Document excerpt:
· · ·
Then we want to boil this down to a binary image: 1 for yes-has-electricity, 0 for no-it-doesn’t. We do this by convolving and subtracting 2D filter, that basically concentrates sites with evidence of night time lights and zeros out the faded areas around them, resulting in the image below.
Then we need to connect these together, with our hypothetical grid lines. A minimum spanning tree is the natural starting point, with difference: instead of following the shortest line between points, we apply a cost function based on existing road networks, going on the assumption that grid lines are more likely to follow (or be followed by) these existing networks. So we extract the full Ugandan road network from OpenStreetMap (thanks to geofabrik) and assign a ‘cost’ based on this: lower cost for bigger roads, full cost in places with no road.
So now we have the two inputs needed to algorithmically ‘create’ a Ugandan grid network. A set of ‘target’ pixels that need to be connected, and a ‘cost’ array which can guide an algorithm in finding the cheapest way between them.
Minimum spanning trees have had a lot of interest over the years as a problem in network theory, with many different solutions proposed, each with its own uses and drawbacks in speed and complexity. For this I used Djikstra’s, because it’s one of the simplest to implement. Basically, it goes as follows:
1) Start at a connected point.
· · ·
Dataset extract:
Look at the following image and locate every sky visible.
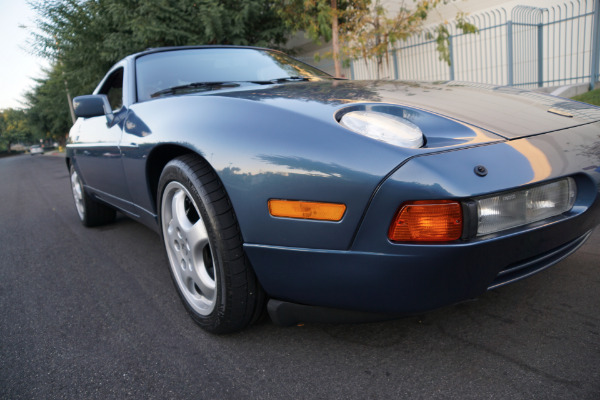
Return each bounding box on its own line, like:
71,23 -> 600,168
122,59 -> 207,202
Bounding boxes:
0,0 -> 48,110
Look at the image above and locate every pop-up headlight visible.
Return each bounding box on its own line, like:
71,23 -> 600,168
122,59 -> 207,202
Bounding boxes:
475,178 -> 577,235
340,111 -> 424,149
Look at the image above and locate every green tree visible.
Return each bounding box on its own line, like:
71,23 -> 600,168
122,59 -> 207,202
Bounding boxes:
0,108 -> 31,151
280,0 -> 477,76
25,66 -> 71,145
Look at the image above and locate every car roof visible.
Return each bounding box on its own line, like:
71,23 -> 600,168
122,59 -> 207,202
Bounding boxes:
126,45 -> 281,58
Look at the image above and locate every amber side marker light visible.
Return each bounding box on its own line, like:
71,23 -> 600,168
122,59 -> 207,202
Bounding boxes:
388,200 -> 463,242
269,200 -> 346,221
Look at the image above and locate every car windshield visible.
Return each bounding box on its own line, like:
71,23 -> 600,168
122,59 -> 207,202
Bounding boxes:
136,48 -> 332,101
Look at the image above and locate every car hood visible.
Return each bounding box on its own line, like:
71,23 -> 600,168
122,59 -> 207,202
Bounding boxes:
211,80 -> 600,139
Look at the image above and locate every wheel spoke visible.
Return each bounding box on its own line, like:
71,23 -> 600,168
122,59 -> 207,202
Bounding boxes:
182,219 -> 208,253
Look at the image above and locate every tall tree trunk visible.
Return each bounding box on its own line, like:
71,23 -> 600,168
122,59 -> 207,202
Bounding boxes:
331,0 -> 342,78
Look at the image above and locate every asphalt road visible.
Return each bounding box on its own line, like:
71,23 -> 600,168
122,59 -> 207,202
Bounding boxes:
0,155 -> 600,399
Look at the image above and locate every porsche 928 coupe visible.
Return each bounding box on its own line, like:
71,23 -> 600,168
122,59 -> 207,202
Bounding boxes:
66,46 -> 600,333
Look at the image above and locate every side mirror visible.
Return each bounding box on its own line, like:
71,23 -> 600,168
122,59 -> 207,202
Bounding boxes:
73,94 -> 115,124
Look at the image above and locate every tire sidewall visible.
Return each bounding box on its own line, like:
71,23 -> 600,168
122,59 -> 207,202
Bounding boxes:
157,159 -> 227,331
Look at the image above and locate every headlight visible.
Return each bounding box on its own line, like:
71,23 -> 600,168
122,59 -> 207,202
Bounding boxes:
340,111 -> 423,149
475,178 -> 577,236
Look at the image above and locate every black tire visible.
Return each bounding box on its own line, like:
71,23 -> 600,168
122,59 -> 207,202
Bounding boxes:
70,165 -> 117,227
157,155 -> 265,333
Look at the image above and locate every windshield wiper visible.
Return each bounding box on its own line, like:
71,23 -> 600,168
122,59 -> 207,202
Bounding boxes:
267,76 -> 310,83
150,76 -> 310,98
150,82 -> 240,98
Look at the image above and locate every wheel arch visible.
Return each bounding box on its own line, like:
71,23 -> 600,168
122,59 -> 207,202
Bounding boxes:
146,144 -> 206,213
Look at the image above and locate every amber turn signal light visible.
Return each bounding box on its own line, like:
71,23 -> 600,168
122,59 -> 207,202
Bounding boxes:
269,199 -> 346,221
388,200 -> 463,242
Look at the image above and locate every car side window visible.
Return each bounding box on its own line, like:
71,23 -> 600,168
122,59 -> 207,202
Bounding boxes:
100,68 -> 123,112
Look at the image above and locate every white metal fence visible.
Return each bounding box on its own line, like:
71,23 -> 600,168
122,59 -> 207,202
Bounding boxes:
304,0 -> 600,88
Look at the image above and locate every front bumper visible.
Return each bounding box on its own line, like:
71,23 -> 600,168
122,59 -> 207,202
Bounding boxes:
245,124 -> 600,315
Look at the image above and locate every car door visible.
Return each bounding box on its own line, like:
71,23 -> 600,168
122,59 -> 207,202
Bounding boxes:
73,64 -> 131,211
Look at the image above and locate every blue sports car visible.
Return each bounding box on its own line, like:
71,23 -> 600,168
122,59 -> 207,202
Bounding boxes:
66,46 -> 600,333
· · ·
Questions to answer:
1. In the Uganda grid text, where was the full Ugandan road network extracted from?
2. Please rewrite the paragraph of the Uganda grid text that begins "Then we need to connect these together" as a short list, keeping its main facts.
The material after the Uganda grid text is separate from it.

Answers to the tasks:
1. From OpenStreetMap, via geofabrik.

2.
- The sites are connected with hypothetical grid lines.
- A minimum spanning tree is the starting point, but it uses a cost function based on existing road networks instead of the shortest line between points.
- This assumes grid lines are more likely to follow, or be followed by, existing networks.
- The full Ugandan road network is extracted from OpenStreetMap via geofabrik.
- Bigger roads get a lower cost, and places with no road get full cost.